* _What to produce_: The records that follow are to be given again exactly. Do not carry over any image.

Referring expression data
○ ○ ○ ○ ○
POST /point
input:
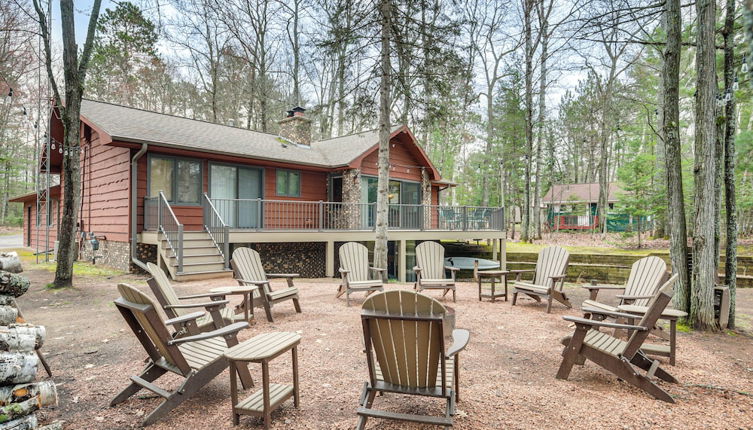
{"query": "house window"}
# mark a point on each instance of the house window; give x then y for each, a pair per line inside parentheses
(288, 183)
(178, 178)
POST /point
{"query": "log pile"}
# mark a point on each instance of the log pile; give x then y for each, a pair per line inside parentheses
(20, 394)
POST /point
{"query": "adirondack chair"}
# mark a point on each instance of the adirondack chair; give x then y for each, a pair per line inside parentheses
(404, 337)
(218, 314)
(548, 279)
(249, 271)
(197, 359)
(430, 269)
(622, 358)
(646, 276)
(354, 270)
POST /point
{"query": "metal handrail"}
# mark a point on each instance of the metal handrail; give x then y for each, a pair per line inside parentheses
(171, 229)
(217, 229)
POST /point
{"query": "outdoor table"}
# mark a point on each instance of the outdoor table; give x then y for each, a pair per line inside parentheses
(492, 275)
(248, 297)
(593, 289)
(263, 349)
(671, 315)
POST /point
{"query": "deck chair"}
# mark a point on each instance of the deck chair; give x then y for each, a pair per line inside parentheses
(217, 312)
(405, 353)
(622, 358)
(355, 271)
(548, 279)
(249, 271)
(646, 276)
(197, 359)
(430, 269)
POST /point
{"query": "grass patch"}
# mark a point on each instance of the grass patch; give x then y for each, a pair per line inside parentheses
(81, 268)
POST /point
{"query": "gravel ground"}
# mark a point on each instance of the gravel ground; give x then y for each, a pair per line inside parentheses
(507, 372)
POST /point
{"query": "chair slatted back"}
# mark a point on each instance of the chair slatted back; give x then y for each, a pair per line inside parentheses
(247, 265)
(430, 258)
(163, 290)
(354, 257)
(404, 329)
(552, 261)
(141, 314)
(645, 278)
(655, 308)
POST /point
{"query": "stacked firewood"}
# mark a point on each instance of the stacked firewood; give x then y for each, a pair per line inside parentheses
(20, 395)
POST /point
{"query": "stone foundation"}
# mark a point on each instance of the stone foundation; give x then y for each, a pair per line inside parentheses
(308, 259)
(110, 253)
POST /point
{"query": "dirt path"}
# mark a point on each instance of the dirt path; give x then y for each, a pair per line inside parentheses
(507, 372)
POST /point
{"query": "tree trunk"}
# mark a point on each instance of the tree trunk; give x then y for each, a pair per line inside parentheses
(730, 161)
(380, 246)
(704, 264)
(13, 284)
(673, 154)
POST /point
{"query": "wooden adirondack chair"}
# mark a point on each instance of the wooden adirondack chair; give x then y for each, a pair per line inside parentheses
(354, 270)
(622, 358)
(646, 276)
(430, 269)
(218, 314)
(405, 353)
(548, 279)
(249, 271)
(197, 359)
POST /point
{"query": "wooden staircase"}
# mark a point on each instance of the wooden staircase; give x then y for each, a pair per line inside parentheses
(201, 258)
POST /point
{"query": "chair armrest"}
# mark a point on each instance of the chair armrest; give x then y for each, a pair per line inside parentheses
(460, 339)
(248, 281)
(212, 304)
(598, 311)
(224, 331)
(631, 297)
(283, 275)
(185, 318)
(202, 295)
(594, 323)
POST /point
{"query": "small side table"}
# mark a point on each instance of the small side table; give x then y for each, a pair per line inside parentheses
(262, 349)
(248, 297)
(671, 315)
(492, 275)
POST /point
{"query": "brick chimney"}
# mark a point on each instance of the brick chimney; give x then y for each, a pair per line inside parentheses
(296, 127)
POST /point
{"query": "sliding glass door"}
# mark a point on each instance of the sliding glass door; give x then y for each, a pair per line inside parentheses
(234, 191)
○ ○ ○ ○ ○
* _Solution to this exercise_:
POST /point
input:
{"query": "house window"}
# mark a point on each instance of the house window; give x then y for each, a pair per line inside parentheses
(288, 183)
(178, 178)
POST /point
{"query": "log pile"}
# mark a point on each instance of the log pile; give x then y for each, a pair per line inside parentheses
(20, 394)
POST /point
{"query": "adirondack chair"}
# mark a point on each instance of the adirondack chair; give x then y for each, a pair per line inside parentheses
(404, 337)
(218, 314)
(548, 279)
(249, 271)
(197, 359)
(430, 269)
(622, 358)
(646, 276)
(354, 270)
POST /point
{"query": "metal handrail"}
# mark a point on each instance of the metal handrail; give x then y for each, a pair per line inside parentheses
(171, 229)
(217, 229)
POST /point
{"query": "outdoor table"}
# mark a point on each instance of the outdoor table; give x then y for each, a pair per line inside parentheses
(492, 275)
(248, 297)
(593, 289)
(263, 349)
(671, 315)
POST /point
{"query": "deck chair"}
# mark a point on each instance of the deck chair; give x then y for each, a pair per line inside parentheses
(217, 312)
(405, 353)
(622, 358)
(355, 271)
(548, 279)
(249, 271)
(646, 276)
(197, 359)
(430, 269)
POST /point
{"query": "grass patch"}
# mark a point on each instance of the grass patch; give x then y for each, a pair per line inside parentheses
(81, 268)
POST /point
{"query": "gravel ground"}
# mark a point on each instance of the gravel ground; give x then y for each, a pair per line inside parentheses
(507, 372)
POST /point
{"query": "chair slatted back"}
# mark a point on each instance of the chair slatted back; give x then y for each, a pair per line inside parentheses
(247, 265)
(430, 258)
(163, 290)
(354, 257)
(404, 329)
(552, 261)
(141, 314)
(645, 278)
(655, 308)
POST /point
{"query": "stacked firewood"}
# mark a point on each instance of the stacked firewood; give x then y for each, a pair per line inside parentheses
(20, 395)
POST /point
{"query": "stone foundation"}
# mark a point on each instance of the stone foundation; give x then y for each, a pair per line inside parentheses
(308, 259)
(110, 253)
POST /point
{"query": "dirt path"}
# mark a point on each instance of the dirt path; give x then y for each, a pair per line inside parentheses
(507, 372)
POST /point
{"query": "tree trunk"}
# mark a point on each instance of the tree trunk; give x then y for each, a pair per line inside parentheses
(730, 161)
(380, 246)
(704, 264)
(13, 284)
(673, 154)
POST /point
{"query": "wooden adirondack chair"}
# mark a point on each instance of the wooden adirondack chair; give x then y for each, a pair per line inside parentheses
(354, 270)
(622, 358)
(646, 276)
(430, 269)
(218, 314)
(405, 353)
(548, 279)
(249, 271)
(197, 359)
POST /point
{"query": "wooden staircase"}
# mark a point on each instance of the wooden staircase; give x then y for each, a pair per line inside parentheses
(201, 258)
POST /point
{"query": "chair armrest"}
# mark a point on each instance of the chair armrest; give x then y for each, a pair per line inside parentheses
(460, 339)
(248, 281)
(212, 304)
(598, 311)
(224, 331)
(631, 297)
(283, 275)
(185, 318)
(202, 295)
(594, 323)
POST /point
{"query": "small side table"}
# mark a point on each instance of the small side table; give x then y for each, a pair per line inside parentheses
(262, 349)
(248, 297)
(671, 315)
(492, 275)
POST /point
{"query": "brick chimney"}
# mark a point on each instance of the brick chimney; give x then y for each, a pair per line inside parentheses
(296, 127)
POST /point
{"query": "sliding glass door"}
# mark a point on each instance of the sliding glass door; give x then y for each, a pair per line inside parentheses
(234, 191)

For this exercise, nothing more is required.